Text provided:
__________________________________________________

Learning Progression:

Third Grade Number Sense

Third Grade Classification and Patterns

Operations and Algebraic Thinking

In kindergarten through grade two, students focused on developing an understanding of addition and subtraction. Beginning in grade three, students focus on concepts, skills, and problem solving for multiplication and division. Students develop multiplication strategies, make a shift from additive to multiplicative reasoning, and relate division to multiplication. Third-grade students become fluent with multiplication and division within 100. This work will continue in grades four and five, preparing the way for work with ratios and proportions in grades six and seven (adapted from the University of Arizona Progressions Documents for the Common Core Math Standards [UA Progressions Documents] 2011 and PARCC 2012). Multiplication and division are new concepts in grade three, and meeting fluency is a major portion of students’ work. Reaching fluency will take much of the year for many students. These skills and the understandings that support them are crucial; students will rely on them for years to come as they learn to multiply and divide with multi-digit whole numbers and to add, subtract, multiply, and divide with rational numbers.

__________________________________________________

Stored data:
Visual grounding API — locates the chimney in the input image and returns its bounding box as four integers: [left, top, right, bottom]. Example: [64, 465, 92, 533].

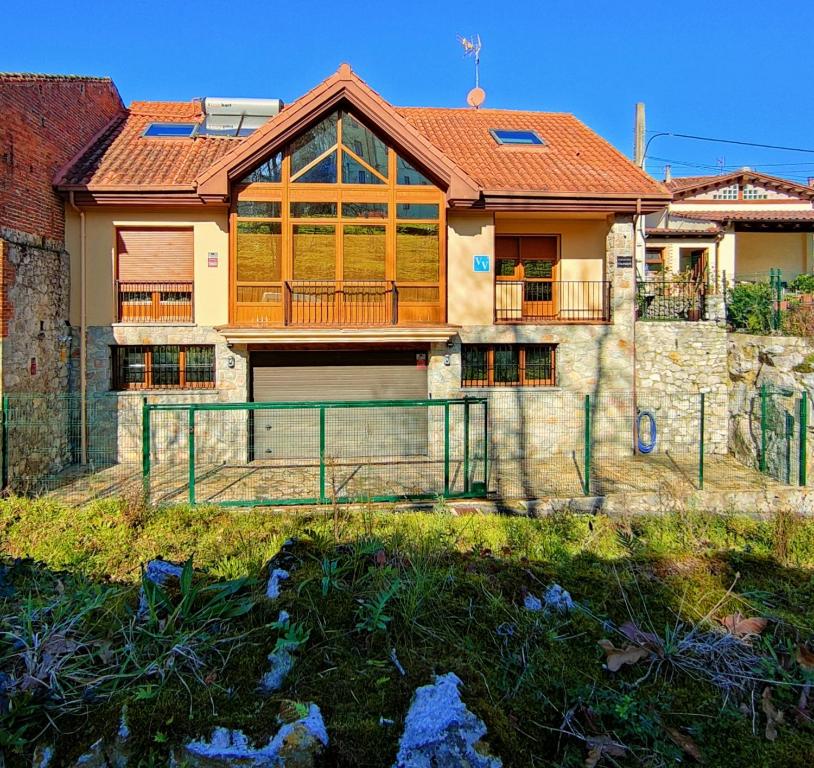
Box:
[633, 101, 645, 168]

__________________________________________________

Answer these from the text on third-grade operations and algebraic thinking:
1. In kindergarten through grade two, what did students focus on developing an understanding of?
2. Within what number do third-grade students become fluent with multiplication and division?
3. Work with ratios and proportions comes in which grades?
The listing is separate material and has no connection to the text on third-grade operations and algebraic thinking.

Output:
1. Addition and subtraction.
2. 100.
3. Grades six and seven.